Excerpt provided:
_ _ _ _ _

Case Studies
Los Alamos, NV - June 2003
Using Tecplot, David visualised a large eddy dispersion simulation
in an urban area. Visualising dispersion may help protect people against
chemical accidents or biological weapons attacks.
The Engineer
David S. DeCroix is a technical staff member within the Decision Applications
Division, Nuclear Design and Risk Analysis Group at Los Alamos National
Laboratory (LANL). David has worked at LANL for five years. His group
consists of 65 technical staff members and 35 contractors.
The Nuclear Design and Risk Analysis Group's mission is to provide state-of-the-art
risk assessment and risk management solutions within LANL,
as well as to the U.S. Department of Energy, the Department of Defense,
and the Nuclear Regulatory Commission.
Their solutions promote safe, reliable, and cost-effective construction
and operation of complex components, systems, and facilities.
Their core competencies include:
- Application code development
- Facility safety analysis
- Human system optimisation
- Logic-evolved decision models
- Nuclear reactor safety and reliability analysis
- Nuclear weapon system studies
- Project and program risk management
- Probabilistic system and vulnerability modeling
URBAN2000 Field Program and Simulation
The main image is a large-eddy
simulation of dispersion in an urban area. The simulation was performed
to support the URBAN2000 field program sponsored by the U.S. Department
of Energy's Chemical and Biological National Security Program (CBNP). The
field program's goals were to:
- Take turbulence and dispersion measurements to provide insight into
dispersion mechanisms.
- Provide a data set for computer model simulation comparisons and validation.
The field program measured mean temperatures, winds, turbulence within the
city street canyons as well as winds above downtown. An inert tracer gas,
sulfur hexaflouride (SF6), was then released and measured at night.
SF6 is a passive tracer not typically found in the atmosphere. Measuring
SF6 concentrations versus something like CO2, which could potentially be
ambient car exhaust, assures them that their measurements are not contaminated.
SF6 could represent any type of passive gas (not chemically reactive in
air or water vapor). This could include something like natural gas from
a ruptured pipeline. The resulting dispersion from the rupture would behave
similarly to SF6.
They were also interested in characterising night time dispersion. Night
time is one of the most difficult flow regimes to model because the atmosphere
is stably stratified — this stability tends to suppress turbulence. However,
due to the presence of buildings, the flow tends to trip, causing turbulence
and mixing. Turbulence and mixing in the stable planetary boundary layer
is not well understood and is a subject of much research in the atmospheric
science and meteorological communities.
Using the field measurements for initialisation and boundary conditions,
David modeled specific releases during the field program. This allowed his
group to better understand the dispersion mechanisms and compare field measurements
with simulation results.1
The large-eddy simulation (LES) code used to develop the model is called
HIGRAD. The advantage of LES and HIGRAD are the accurate representations
of velocity and concentration fluctuations.

_ _ _ _ _

What you have to do: Continue the Los Alamos urban dispersion case study above, picking up right after its last sentence.

_ _ _ _ _

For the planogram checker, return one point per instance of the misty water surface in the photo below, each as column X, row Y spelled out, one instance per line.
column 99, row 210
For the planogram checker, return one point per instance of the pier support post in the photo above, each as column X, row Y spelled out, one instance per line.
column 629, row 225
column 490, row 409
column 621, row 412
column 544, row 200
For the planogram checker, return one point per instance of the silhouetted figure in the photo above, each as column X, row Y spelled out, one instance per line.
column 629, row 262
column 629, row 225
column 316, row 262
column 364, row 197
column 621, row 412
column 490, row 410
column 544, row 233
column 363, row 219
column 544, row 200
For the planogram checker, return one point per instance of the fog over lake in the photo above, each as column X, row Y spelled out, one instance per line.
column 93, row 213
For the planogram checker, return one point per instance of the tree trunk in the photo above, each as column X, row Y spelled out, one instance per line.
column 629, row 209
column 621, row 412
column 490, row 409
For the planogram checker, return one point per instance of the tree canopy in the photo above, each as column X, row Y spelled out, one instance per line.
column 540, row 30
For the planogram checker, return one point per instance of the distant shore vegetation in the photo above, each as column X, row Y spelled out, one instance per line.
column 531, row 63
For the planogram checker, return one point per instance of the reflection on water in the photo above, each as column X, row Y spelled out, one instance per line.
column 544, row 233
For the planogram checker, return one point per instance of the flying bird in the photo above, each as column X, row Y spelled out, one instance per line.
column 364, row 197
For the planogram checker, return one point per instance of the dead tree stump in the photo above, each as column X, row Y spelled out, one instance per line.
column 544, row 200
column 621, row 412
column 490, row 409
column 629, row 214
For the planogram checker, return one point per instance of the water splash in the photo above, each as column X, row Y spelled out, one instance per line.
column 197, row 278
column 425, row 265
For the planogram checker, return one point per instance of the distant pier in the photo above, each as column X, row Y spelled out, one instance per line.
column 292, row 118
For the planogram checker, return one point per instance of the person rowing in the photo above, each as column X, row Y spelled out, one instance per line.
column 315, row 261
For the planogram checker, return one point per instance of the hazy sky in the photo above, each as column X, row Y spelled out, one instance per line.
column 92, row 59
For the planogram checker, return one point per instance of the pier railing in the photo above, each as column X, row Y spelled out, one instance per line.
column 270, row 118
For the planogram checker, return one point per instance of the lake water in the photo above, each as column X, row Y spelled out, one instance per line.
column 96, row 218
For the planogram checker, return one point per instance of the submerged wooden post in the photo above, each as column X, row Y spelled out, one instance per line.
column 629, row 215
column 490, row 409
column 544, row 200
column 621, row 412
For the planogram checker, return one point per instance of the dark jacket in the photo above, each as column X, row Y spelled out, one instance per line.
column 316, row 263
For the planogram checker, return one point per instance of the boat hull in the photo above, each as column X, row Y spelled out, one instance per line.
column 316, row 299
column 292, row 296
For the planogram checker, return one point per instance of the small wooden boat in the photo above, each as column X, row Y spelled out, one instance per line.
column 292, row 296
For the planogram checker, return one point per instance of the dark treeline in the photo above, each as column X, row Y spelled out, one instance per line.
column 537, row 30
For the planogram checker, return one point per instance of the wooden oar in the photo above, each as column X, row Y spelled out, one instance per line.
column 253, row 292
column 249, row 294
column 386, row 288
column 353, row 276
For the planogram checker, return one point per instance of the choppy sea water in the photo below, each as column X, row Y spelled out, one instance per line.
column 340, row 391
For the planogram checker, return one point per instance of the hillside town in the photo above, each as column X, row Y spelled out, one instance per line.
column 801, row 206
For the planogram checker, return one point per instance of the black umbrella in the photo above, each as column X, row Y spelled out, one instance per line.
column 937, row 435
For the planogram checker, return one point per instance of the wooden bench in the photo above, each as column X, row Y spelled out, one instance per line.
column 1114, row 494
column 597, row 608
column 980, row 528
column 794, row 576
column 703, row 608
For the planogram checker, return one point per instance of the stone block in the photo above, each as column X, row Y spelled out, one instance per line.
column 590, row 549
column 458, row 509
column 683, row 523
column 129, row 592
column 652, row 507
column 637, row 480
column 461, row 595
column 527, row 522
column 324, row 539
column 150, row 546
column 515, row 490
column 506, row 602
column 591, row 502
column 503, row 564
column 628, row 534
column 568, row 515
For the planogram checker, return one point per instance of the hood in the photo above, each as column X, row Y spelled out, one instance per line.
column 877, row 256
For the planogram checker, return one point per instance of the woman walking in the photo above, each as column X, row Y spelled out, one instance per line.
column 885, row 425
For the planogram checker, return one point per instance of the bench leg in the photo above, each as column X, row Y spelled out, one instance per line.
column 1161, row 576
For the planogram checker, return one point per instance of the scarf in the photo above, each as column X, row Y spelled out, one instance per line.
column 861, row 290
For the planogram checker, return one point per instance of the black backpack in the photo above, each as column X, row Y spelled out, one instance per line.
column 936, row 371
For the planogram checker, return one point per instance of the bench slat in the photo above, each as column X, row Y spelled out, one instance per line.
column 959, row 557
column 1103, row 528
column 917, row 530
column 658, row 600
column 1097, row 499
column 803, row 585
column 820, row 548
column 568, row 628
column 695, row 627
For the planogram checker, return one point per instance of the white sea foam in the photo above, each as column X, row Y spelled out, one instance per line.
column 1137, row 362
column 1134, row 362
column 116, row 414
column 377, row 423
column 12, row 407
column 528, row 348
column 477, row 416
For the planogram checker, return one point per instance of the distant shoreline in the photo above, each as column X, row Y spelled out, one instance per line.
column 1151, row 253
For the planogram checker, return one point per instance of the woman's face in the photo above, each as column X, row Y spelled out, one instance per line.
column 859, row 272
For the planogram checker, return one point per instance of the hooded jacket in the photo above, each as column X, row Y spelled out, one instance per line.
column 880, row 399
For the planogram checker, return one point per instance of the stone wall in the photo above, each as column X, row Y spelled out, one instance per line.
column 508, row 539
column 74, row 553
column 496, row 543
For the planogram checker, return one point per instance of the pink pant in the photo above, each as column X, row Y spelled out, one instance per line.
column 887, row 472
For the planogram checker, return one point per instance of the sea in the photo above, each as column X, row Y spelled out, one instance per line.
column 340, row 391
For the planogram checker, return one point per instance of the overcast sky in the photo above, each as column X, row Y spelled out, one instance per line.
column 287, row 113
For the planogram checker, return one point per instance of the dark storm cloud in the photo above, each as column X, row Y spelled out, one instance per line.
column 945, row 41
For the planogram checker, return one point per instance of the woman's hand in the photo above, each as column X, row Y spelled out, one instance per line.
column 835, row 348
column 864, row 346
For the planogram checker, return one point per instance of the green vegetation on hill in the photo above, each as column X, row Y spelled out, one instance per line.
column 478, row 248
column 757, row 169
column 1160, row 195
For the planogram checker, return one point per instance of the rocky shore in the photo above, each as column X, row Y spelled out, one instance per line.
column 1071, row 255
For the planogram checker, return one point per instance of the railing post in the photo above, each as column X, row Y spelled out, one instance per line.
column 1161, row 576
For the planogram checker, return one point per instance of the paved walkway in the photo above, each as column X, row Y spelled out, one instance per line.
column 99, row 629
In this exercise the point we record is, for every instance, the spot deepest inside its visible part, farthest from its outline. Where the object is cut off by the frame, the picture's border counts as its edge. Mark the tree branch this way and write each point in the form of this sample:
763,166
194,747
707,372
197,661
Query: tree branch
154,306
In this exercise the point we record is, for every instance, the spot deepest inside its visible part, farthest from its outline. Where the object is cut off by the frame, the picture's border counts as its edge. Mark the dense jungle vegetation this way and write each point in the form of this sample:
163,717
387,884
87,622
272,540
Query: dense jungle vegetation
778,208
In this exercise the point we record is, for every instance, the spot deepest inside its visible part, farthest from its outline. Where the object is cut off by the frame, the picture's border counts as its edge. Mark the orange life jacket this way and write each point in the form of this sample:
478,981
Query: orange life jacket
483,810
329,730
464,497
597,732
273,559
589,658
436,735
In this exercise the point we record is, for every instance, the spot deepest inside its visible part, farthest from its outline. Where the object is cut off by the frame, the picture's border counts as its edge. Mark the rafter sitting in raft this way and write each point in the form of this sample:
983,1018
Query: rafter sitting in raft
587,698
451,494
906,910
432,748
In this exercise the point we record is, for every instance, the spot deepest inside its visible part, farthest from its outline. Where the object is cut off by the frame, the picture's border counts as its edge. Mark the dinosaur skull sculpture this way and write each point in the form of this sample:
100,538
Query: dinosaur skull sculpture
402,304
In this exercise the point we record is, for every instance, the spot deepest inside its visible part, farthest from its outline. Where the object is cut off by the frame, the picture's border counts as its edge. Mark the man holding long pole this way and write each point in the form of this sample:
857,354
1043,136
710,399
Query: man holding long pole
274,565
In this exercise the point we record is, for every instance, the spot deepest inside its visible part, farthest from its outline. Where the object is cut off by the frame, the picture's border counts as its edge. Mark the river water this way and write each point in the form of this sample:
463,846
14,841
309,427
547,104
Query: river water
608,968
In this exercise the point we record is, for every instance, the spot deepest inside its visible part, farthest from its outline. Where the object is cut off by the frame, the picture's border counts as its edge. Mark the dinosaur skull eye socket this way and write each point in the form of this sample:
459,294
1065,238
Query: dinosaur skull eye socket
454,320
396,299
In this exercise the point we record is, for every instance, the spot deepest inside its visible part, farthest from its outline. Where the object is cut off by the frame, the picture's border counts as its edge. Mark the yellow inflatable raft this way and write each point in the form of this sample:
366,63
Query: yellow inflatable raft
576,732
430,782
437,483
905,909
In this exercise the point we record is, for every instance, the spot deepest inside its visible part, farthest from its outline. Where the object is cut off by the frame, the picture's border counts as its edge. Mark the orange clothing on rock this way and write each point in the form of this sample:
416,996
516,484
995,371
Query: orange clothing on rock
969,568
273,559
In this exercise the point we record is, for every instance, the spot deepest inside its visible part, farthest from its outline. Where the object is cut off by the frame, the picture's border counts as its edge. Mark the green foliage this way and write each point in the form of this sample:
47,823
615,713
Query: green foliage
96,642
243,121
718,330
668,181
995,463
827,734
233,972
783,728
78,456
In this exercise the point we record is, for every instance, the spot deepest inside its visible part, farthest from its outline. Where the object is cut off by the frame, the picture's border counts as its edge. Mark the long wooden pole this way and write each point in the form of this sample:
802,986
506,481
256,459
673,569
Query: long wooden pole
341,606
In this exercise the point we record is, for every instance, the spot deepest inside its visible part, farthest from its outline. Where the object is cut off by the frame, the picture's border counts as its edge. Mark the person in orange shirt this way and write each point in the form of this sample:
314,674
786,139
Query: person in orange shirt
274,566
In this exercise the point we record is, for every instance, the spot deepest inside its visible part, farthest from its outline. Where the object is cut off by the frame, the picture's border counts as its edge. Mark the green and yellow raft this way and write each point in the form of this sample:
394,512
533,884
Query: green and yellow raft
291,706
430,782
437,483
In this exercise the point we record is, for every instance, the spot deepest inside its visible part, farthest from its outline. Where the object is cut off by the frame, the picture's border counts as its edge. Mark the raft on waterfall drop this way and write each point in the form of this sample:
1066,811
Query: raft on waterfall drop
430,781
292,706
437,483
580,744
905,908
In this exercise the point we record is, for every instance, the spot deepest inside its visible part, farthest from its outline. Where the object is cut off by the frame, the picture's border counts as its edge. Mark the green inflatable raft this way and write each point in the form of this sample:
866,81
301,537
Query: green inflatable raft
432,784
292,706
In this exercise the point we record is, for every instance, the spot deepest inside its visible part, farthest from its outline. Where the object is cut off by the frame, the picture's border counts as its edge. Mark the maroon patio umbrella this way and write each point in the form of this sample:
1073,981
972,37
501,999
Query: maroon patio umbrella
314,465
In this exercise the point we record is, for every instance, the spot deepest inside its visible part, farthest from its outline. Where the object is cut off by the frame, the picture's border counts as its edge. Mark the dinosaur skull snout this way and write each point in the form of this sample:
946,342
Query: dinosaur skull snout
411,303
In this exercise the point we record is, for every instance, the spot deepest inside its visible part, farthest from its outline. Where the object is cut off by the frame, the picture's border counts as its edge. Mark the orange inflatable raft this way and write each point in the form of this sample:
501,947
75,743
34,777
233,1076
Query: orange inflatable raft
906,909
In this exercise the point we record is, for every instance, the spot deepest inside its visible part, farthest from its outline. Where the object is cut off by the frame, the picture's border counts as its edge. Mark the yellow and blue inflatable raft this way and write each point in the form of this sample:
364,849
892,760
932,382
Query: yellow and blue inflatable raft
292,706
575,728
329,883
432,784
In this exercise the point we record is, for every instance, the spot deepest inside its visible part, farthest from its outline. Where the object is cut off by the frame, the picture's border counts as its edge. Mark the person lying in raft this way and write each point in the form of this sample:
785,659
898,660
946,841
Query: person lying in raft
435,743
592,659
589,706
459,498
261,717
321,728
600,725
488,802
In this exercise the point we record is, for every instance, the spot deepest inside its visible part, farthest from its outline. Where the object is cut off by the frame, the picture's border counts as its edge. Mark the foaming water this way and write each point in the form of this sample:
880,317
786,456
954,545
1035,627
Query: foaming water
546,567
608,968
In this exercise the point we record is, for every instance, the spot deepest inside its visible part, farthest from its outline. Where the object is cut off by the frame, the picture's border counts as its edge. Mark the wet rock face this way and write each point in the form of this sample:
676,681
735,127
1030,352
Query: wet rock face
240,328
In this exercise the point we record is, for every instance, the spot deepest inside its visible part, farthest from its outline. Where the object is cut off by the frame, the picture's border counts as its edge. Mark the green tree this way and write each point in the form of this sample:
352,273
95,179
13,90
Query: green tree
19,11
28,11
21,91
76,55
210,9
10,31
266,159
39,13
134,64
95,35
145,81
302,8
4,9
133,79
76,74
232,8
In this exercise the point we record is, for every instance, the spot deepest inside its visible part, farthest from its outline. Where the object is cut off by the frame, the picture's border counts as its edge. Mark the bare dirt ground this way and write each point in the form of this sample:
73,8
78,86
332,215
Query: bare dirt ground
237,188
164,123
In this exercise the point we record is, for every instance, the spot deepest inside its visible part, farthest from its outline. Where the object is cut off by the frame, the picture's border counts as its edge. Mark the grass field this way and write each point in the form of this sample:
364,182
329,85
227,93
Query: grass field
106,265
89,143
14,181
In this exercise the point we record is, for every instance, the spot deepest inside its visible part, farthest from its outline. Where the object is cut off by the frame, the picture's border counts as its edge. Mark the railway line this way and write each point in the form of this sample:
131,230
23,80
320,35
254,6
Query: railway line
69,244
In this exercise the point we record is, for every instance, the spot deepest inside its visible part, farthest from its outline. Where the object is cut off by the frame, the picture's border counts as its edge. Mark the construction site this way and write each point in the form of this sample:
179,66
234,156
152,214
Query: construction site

_ _ _ _ _

Final answer:
Tecplot
David has used Tecplot since 1984 to analyse and visualise his complex flow
simulations. Typically he uses a series of 2-D plots, that compare the simulated
and measured winds and concentrations, and 3-D animations to view his solutions.
He also uses CFD
Analyser to calculate variables such as vorticity, helicity, as well
as to perform on-the-fly integrations.
David says, "I have been using Tecplot for many years and have yet to think
of something I want to plot that it cannot do. Tecplot allows me to quickly
assess the state of the simulation, diagnose what's occurring and make changes
as needed. It also produces report quality plots that are very easy to incorporate
in LaTeX and Microsoft Word."
According to David, Tecplot's three greatest strengths as it relates to
his work are:
- The layout files and macros. These tools enable him to plot, save
the layout file, and regenerate the exact same plot with updated simulation
data.
- CFD Analyser. This tool saves him a lot of time and effort.
- Multi-platform support. David uses Tecplot on both Linux and Windows
— the layout and macro files work on both systems without a problem.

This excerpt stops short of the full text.